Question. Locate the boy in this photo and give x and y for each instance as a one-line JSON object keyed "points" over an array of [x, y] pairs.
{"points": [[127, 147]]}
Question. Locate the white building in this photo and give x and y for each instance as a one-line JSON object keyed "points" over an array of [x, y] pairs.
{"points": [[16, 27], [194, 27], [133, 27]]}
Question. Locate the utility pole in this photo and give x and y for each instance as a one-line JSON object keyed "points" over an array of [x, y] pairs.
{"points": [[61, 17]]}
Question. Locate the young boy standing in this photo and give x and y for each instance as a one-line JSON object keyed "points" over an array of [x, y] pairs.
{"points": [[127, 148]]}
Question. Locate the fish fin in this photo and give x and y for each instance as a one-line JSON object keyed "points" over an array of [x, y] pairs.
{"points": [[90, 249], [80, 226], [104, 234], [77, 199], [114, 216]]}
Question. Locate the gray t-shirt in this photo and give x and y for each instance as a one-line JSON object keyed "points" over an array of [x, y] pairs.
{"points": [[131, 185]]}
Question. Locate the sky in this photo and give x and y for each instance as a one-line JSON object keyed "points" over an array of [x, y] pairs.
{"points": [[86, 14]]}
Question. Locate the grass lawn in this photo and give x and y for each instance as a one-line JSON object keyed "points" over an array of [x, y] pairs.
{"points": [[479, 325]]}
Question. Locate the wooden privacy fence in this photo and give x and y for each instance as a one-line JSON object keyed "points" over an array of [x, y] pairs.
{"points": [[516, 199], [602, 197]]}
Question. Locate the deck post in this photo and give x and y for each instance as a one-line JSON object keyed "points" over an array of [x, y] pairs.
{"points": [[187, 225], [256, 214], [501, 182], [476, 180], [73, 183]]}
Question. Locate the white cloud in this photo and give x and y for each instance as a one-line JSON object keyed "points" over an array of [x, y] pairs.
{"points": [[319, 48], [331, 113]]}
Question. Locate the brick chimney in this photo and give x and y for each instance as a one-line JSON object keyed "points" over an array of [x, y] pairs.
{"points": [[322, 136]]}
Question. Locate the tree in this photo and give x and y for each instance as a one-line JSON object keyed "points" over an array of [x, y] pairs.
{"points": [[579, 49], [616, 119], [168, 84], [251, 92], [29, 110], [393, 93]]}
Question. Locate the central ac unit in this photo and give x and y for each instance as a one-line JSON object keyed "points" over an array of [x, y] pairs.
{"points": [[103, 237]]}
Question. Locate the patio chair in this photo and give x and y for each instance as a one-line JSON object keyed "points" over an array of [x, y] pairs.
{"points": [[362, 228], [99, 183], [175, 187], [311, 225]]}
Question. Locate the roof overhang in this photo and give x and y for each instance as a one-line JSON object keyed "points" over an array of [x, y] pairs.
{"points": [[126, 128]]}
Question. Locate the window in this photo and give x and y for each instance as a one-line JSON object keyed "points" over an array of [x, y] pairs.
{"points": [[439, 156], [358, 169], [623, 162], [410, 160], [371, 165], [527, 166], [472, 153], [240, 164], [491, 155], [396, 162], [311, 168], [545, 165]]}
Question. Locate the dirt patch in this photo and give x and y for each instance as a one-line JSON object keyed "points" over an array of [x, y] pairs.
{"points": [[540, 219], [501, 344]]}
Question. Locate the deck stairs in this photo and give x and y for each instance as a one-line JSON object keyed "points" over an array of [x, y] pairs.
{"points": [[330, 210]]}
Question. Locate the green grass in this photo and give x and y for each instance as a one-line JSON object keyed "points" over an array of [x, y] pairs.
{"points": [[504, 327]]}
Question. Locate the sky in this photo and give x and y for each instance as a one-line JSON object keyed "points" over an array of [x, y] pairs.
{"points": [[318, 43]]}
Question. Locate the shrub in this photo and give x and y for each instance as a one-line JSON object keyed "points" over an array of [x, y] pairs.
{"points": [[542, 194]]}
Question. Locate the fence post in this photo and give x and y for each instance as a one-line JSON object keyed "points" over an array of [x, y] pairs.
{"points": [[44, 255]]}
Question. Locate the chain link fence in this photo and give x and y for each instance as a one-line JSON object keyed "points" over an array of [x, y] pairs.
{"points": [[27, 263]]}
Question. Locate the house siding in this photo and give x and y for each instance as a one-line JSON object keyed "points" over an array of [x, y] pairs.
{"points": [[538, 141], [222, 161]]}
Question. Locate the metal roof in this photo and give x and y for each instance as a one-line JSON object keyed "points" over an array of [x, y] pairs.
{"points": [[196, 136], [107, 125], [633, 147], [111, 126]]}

_Aim of the task_
The lines from the one holding "Question. Locate the shrub" through the end of the listing above are to be written out exactly, both ends included, and no others.

_Reply_
Question. Locate the shrub in this photo and give x and y for each instance as a one-line JSON object keyed "points" over an array of [x, y] pairs.
{"points": [[542, 194]]}
Question. Locate the fence post in this photo and give x and y for each instance as a one-line JSON object keyed "points" over an array of [x, y] pairs.
{"points": [[44, 255]]}
Question. Locate the chain link fence in this photo and give x and y for each instance as a one-line JSON object keyed "points" over an array of [x, y] pairs.
{"points": [[27, 263]]}
Question. Locate the house siding in this photo and give x and y for each instance as a one-line JSON object keyed "points" over an array of [x, y] pairs.
{"points": [[538, 141], [222, 161]]}
Question. Locate the metal roof in this photo and give x and y for each instance as a one-line JSON object keyed "points" over an array of [x, y] pairs.
{"points": [[196, 136], [107, 125], [633, 147], [111, 126]]}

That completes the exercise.